-- START OF Record extracts --

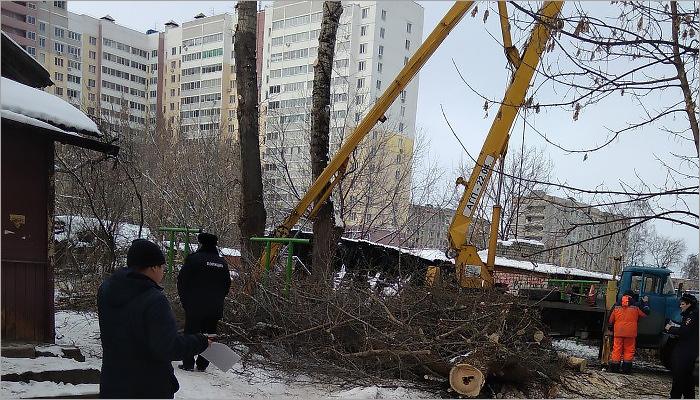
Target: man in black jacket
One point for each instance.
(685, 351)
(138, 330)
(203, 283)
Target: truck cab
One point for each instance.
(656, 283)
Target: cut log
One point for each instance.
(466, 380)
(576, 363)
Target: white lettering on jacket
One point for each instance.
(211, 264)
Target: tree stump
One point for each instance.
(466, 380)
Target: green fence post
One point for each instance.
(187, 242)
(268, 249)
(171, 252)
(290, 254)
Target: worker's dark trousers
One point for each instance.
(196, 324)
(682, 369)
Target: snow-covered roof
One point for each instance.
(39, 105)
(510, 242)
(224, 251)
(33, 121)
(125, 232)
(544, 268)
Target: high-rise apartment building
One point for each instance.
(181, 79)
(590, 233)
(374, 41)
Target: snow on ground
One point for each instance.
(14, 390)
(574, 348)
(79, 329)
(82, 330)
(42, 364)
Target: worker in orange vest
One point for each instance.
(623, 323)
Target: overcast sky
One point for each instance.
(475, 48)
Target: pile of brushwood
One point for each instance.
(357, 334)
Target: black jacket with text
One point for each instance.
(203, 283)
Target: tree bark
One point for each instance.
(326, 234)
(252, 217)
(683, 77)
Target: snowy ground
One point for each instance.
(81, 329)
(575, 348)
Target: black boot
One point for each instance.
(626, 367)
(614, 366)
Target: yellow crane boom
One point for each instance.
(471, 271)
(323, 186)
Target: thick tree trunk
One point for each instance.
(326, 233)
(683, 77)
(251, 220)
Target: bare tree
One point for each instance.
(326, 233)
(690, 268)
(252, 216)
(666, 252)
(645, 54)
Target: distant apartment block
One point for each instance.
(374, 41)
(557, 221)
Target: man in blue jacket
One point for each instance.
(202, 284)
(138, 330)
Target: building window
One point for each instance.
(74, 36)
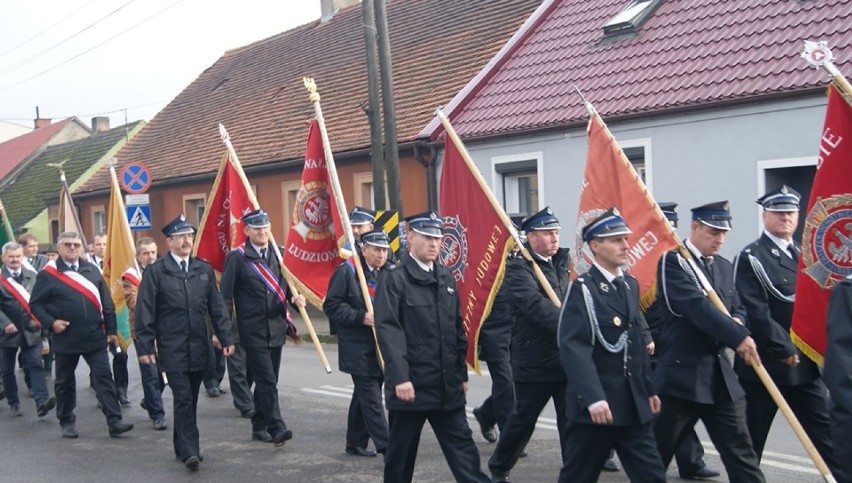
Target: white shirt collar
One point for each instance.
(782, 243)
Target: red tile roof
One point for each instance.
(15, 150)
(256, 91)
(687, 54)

-- END OF Record extracts --

> _What the task requires_: Reproduce verbatim every line starting at the line that holds "Target: worker in orange vest" and ending with the final line of the data; omit the pictures.

> _The solution_:
Target: worker in orange vest
One point for each instance.
(623, 323)
Target: overcast sky
One point for each instance.
(475, 48)
Target: pile of brushwood
One point for each instance.
(357, 334)
Target: black jacket with text
One point for each instance.
(203, 283)
Target: tree bark
One point for each instance.
(326, 234)
(252, 217)
(683, 77)
Target: snowy ground
One point for each instance.
(81, 329)
(575, 348)
Target: black boot
One point for each instance.
(626, 367)
(614, 366)
Target: yellow crane boom
One point for each instance.
(471, 271)
(323, 186)
Target: thick tree trunk
One point for each instance.
(326, 233)
(683, 77)
(251, 220)
Target: bare tree
One point for each instance.
(326, 233)
(690, 268)
(252, 216)
(666, 252)
(645, 54)
Target: distant apartment block
One point for each instance.
(374, 41)
(557, 221)
Target: man in blue jacket
One point for each instance.
(202, 284)
(138, 330)
Target: building window
One point for each instance.
(74, 36)
Target: white shirt collar
One point for each instance.
(782, 243)
Target: red tile roof
One point for each instance.
(15, 150)
(256, 91)
(687, 54)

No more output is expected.